> _Brano da leggere_
L’importante è non vincere

Pubblicato il 10 novembre 2015, da Pd e dintorni

C’è qualcosa di nuovo nel cielo della politica italiana? Qualcosa si sta muovendo. Del resto in politica il vuoto non dura mai troppo a lungo ed una situazione con Renzi unico soggetto politico (esagero semplificando) che dava tutte le carte non poteva durare a lungo.

Dunque c’è la resa (momentanea?) del fu Cavaliere a Salvini, che comunque per proporsi come leader mette un po’ in sordina i temi dell’invasione e parla di economia. Dovevano essere tre giorni per fermare l’Italia, non se ne sarebbe accorta neppure Bologna se non ci fossero stati i professionisti della violenza. Lo stesso M5S è alle prese con una complessa evoluzione, sta progressivamente avvicinandosi a quello cosa da loro aborrita che è un partito: stessi litigi interni, cerca di andare oltre l’evanescente pseudo democrazia della rete per mettere a i piedi sul territorio, sembra con non grande successo, se fosse vero che a Milano sono talmente pochi i partecipanti alle primarie da vergognarsi a dirlo. Restando comunque attrattivo per una larghissima fascia dell’elettorato.

> _Compito da svolgere_
Trascriva integralmente il brano sopra sulla politica italiana, senza modificare alcuna parola né la punteggiatura.

> _Dati forniti_
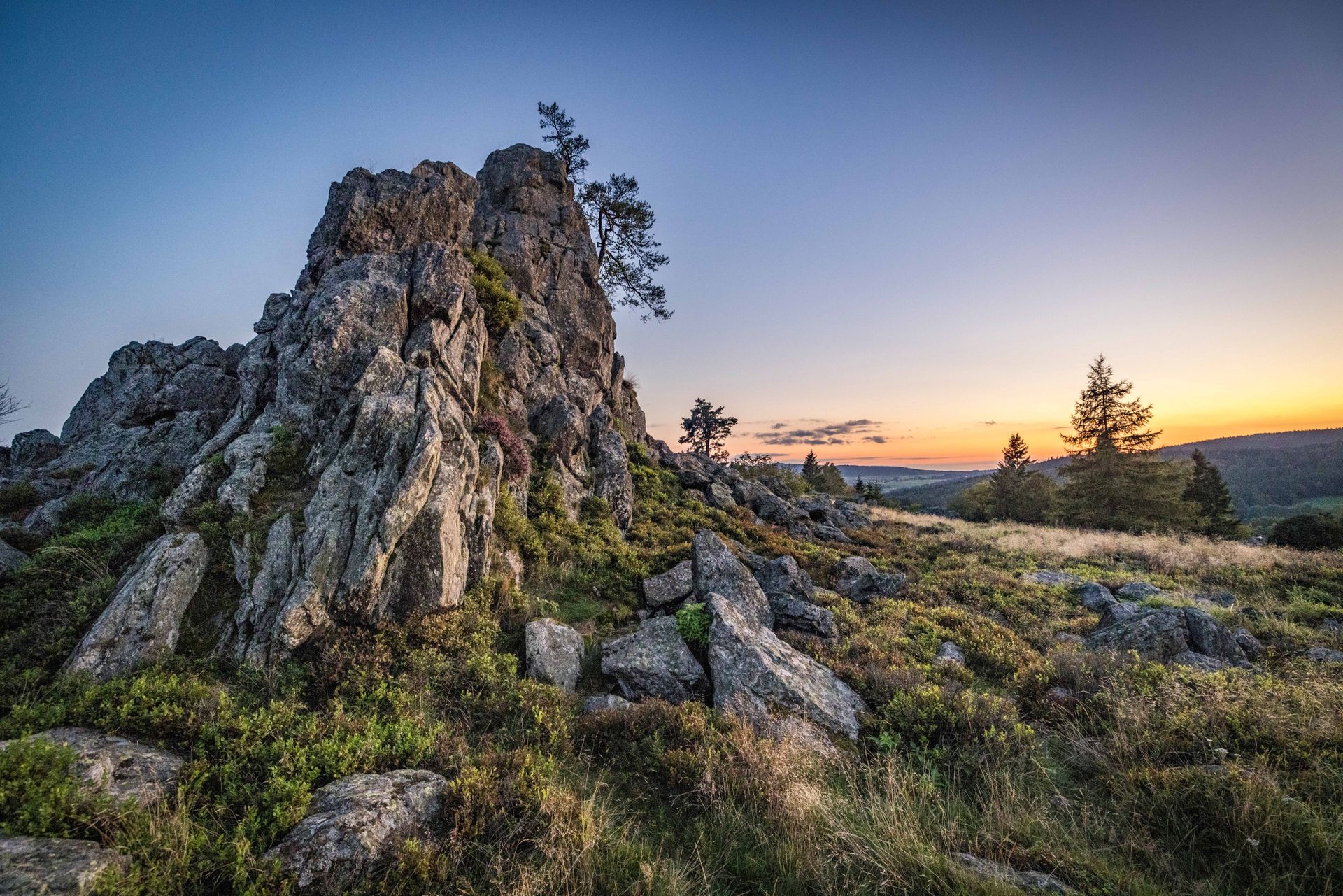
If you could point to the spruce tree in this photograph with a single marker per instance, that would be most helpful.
* * *
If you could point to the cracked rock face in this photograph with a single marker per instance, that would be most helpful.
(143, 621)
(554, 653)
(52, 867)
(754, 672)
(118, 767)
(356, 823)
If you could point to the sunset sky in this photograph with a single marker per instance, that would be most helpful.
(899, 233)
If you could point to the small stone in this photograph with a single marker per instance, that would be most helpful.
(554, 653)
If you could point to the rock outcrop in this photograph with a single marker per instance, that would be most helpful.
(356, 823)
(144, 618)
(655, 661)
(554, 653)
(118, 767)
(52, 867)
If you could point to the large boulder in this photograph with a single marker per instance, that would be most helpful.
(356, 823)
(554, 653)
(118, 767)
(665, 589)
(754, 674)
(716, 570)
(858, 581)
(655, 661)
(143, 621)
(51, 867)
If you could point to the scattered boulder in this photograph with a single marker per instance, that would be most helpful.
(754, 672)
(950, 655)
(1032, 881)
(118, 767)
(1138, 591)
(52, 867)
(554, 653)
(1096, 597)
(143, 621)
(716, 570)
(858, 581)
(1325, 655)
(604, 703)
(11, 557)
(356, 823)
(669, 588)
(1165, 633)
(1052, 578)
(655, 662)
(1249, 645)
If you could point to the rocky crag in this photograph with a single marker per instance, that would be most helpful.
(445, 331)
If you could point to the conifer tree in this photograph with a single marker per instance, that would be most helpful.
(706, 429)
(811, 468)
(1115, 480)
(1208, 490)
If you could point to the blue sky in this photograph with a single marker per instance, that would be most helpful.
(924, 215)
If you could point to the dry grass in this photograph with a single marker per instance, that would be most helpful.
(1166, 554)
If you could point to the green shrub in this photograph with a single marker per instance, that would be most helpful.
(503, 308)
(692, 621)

> _Risposta al compito_
L’importante è non vincere

Pubblicato il 10 novembre 2015, da Pd e dintorni

C’è qualcosa di nuovo nel cielo della politica italiana? Qualcosa si sta muovendo. Del resto in politica il vuoto non dura mai troppo a lungo ed una situazione con Renzi unico soggetto politico (esagero semplificando) che dava tutte le carte non poteva durare a lungo.

Dunque c’è la resa (momentanea?) del fu Cavaliere a Salvini, che comunque per proporsi come leader mette un po’ in sordina i temi dell’invasione e parla di economia. Dovevano essere tre giorni per fermare l’Italia, non se ne sarebbe accorta neppure Bologna se non ci fossero stati i professionisti della violenza. Lo stesso M5S è alle prese con una complessa evoluzione, sta progressivamente avvicinandosi a quello cosa da loro aborrita che è un partito: stessi litigi interni, cerca di andare oltre l’evanescente pseudo democrazia della rete per mettere a i piedi sul territorio, sembra con non grande successo, se fosse vero che a Milano sono talmente pochi i partecipanti alle primarie da vergognarsi a dirlo. Restando comunque attrattivo per una larghissima fascia dell’elettorato.